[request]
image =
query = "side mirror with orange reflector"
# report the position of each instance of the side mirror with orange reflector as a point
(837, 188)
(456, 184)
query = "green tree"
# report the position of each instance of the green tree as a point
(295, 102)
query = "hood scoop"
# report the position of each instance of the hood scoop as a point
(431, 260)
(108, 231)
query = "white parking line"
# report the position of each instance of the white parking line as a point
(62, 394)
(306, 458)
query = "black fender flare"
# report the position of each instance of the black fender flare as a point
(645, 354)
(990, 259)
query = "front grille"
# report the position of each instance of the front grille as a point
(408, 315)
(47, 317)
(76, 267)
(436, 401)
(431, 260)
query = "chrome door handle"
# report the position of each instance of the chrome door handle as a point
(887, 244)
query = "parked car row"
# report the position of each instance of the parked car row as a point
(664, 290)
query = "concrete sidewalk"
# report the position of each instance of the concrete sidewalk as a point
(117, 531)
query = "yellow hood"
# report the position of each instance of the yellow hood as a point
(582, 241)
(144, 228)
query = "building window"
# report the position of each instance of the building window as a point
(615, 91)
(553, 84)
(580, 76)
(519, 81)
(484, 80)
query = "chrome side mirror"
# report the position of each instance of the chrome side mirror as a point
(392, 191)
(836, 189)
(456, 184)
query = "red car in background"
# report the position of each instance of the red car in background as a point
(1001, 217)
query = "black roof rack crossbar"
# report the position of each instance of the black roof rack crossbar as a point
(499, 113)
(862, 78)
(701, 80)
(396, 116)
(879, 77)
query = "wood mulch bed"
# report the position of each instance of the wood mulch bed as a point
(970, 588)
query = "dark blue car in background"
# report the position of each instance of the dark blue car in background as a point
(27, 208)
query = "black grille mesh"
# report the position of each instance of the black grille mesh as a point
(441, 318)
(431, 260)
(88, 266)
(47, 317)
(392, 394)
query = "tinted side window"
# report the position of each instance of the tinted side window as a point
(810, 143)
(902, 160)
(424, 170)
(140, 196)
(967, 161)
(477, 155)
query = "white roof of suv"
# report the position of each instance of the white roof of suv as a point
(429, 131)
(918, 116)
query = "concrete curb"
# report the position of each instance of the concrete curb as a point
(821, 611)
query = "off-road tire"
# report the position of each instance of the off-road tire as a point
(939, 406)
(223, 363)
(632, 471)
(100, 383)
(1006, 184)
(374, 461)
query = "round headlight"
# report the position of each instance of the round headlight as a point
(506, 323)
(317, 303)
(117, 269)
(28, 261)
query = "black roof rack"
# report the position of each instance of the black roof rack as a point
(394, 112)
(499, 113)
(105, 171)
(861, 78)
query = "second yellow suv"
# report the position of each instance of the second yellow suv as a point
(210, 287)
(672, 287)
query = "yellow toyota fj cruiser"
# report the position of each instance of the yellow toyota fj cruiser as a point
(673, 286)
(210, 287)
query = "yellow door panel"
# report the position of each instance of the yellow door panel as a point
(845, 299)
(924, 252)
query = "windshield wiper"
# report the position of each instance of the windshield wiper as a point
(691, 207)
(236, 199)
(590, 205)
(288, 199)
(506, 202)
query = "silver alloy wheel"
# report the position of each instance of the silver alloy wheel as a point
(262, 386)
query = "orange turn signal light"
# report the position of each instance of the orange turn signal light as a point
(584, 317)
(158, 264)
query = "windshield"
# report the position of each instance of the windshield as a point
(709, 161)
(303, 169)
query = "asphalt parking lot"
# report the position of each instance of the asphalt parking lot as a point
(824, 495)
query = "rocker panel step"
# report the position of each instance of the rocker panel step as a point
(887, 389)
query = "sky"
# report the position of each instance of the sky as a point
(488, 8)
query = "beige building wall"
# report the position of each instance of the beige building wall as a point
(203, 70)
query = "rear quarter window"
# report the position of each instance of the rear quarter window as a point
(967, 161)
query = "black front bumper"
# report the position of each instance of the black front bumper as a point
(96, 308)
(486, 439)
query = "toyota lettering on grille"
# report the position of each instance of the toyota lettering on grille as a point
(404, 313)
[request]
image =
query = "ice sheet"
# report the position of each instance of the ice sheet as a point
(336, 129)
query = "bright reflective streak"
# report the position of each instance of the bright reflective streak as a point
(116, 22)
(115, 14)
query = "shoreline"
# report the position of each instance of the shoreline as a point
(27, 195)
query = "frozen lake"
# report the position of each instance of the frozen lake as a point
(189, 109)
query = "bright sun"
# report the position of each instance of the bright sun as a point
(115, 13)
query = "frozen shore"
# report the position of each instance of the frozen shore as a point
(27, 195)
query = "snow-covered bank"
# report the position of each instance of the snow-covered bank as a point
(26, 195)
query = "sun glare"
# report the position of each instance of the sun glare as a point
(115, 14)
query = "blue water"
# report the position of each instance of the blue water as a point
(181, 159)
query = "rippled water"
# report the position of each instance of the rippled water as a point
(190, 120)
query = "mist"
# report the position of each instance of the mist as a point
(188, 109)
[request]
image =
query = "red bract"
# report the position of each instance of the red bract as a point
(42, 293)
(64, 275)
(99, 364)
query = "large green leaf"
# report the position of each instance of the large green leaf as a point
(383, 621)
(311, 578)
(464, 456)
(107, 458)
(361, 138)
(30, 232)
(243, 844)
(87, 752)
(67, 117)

### [What the task asks]
The answer is all of the material, given again exactly.

### [Exercise solution]
[request]
image =
query = "side mirror with orange reflector"
# report the position of each instance of the side mirror with orange reflector as a point
(837, 188)
(456, 184)
query = "green tree"
# report the position of each instance of the green tree as a point
(295, 102)
query = "hood scoop"
# report the position of each instance of the hood scoop as a point
(431, 260)
(108, 231)
query = "white parking line"
# report the position of each instance of the white parking line as a point
(62, 394)
(306, 458)
query = "black fender flare"
# report the position of each instance of the black fender flare as a point
(645, 354)
(990, 259)
query = "front grille"
# report the position of each instance of the front grille as a point
(408, 315)
(47, 317)
(76, 267)
(436, 401)
(431, 260)
query = "chrome door handle"
# report the position of each instance of the chrome door handle as a point
(887, 244)
query = "parked car row"
# report the position of each instance of the parked car row as a point
(664, 290)
query = "concrete sidewalk"
# report the position of each instance of the concrete sidewalk as a point
(117, 531)
query = "yellow hood"
# report the position of each instance of the yellow hood as a point
(582, 241)
(144, 228)
query = "building window"
# report the position of each instance of the building window as a point
(615, 91)
(553, 84)
(580, 76)
(519, 81)
(484, 80)
query = "chrome side mirror"
# report the position of each instance of the chrome side mirror as a point
(392, 191)
(836, 189)
(456, 184)
query = "red car in background"
# report the position of each instance of the red car in background as a point
(1001, 217)
query = "black roof rack crossbar"
# report the position of each instance of the black roof rack crossbar as a point
(499, 113)
(862, 78)
(701, 80)
(396, 116)
(879, 77)
query = "wood mulch bed"
# report the position of each instance of the wood mulch bed as a point
(970, 588)
query = "dark blue car in background"
# report the position of each instance of the dark blue car in background as a point
(27, 208)
query = "black grille mesh"
# report the position of each instance of the black grille mesh as a point
(441, 318)
(431, 260)
(88, 266)
(47, 317)
(392, 394)
query = "tinted side window"
# report the position of each instance of the tinted side window as a point
(810, 143)
(902, 160)
(424, 170)
(140, 196)
(967, 161)
(477, 155)
query = "white roof of suv"
# report the position of each instance of the white roof of suv as a point
(429, 131)
(918, 116)
query = "concrete curb"
# report the position of each instance of the concrete curb as a point
(821, 611)
query = "off-road tire"
# report the position of each instance of the off-road tire as a point
(939, 406)
(223, 363)
(632, 471)
(100, 383)
(1006, 184)
(374, 461)
query = "round headlight"
# report the position of each instance of the round headlight as a point
(506, 323)
(317, 303)
(117, 269)
(28, 261)
query = "black roof rack"
# report the position of each instance of the black roof rack as a point
(394, 112)
(499, 113)
(105, 171)
(861, 78)
query = "second yellow suv"
# report the position of each instance of the second yellow suv as a point
(210, 287)
(672, 287)
query = "yellow toyota fj cruiser"
# report the position of each instance of the yellow toyota fj cruiser as a point
(673, 286)
(210, 287)
query = "yellow door panel"
# report the position of each instance of the yellow door panel as a point
(845, 299)
(924, 252)
query = "windshield wiper"
# report the position of each instance of the windshield wiper as a point
(691, 207)
(236, 199)
(590, 205)
(288, 199)
(506, 202)
query = "silver alloy wheel"
# report the position of each instance of the silver alloy wheel as a point
(262, 386)
query = "orange turn signal light"
# report the position of each instance of the orange turn signal light as a point
(584, 317)
(158, 264)
query = "windshield"
# report the position of each instance of the windshield as a point
(709, 161)
(303, 169)
query = "asphalt parking lot"
# report the position of each instance of the asphalt parking lot as a point
(824, 495)
query = "rocker panel step"
# report the position of each instance of the rocker panel step as a point
(887, 389)
query = "sky"
# report the position of each instance of the sky as a point
(488, 8)
query = "beige building wall"
# report the position of each instance of the beige building wall as a point
(203, 70)
query = "rear quarter window"
# report the position of each instance of the rear quarter window as a point
(967, 161)
query = "black front bumper"
# report the position of each instance of the black front bumper as a point
(96, 308)
(486, 439)
query = "toyota lettering on grille"
# report the position of each instance of the toyota lettering on grille as a point
(404, 313)
[request]
image =
query = "ice sheet"
# report the position of each instance of the ice sheet as a point
(336, 129)
query = "bright reflective streak"
# report the position of each instance of the bright reflective streak as a point
(116, 22)
(115, 14)
query = "shoreline"
# report the position of each instance of the shoreline as a point
(27, 195)
query = "frozen lake"
# report the position of each instance of the frozen lake as a point
(189, 109)
query = "bright sun"
# report the position of each instance of the bright sun as a point
(115, 13)
query = "frozen shore"
# report the position of each instance of the frozen shore as a point
(27, 195)
query = "snow-covered bank"
# report the position of each instance of the snow-covered bank as a point
(26, 195)
query = "sun glare"
# report the position of each instance of the sun glare as a point
(115, 14)
query = "blue water"
# report the position of each instance of the blue water as a point
(181, 159)
query = "rippled water"
# report the position of each instance of the rippled water as a point
(190, 120)
query = "mist"
# report the position of each instance of the mist as a point
(188, 109)
[request]
image =
query = "red bract"
# report the position of each instance of the red bract as a point
(42, 293)
(64, 275)
(99, 364)
query = "large green leaf"
# report the position of each instance of the large green leaf as a point
(383, 621)
(311, 578)
(464, 456)
(107, 458)
(361, 138)
(30, 232)
(243, 844)
(87, 752)
(67, 117)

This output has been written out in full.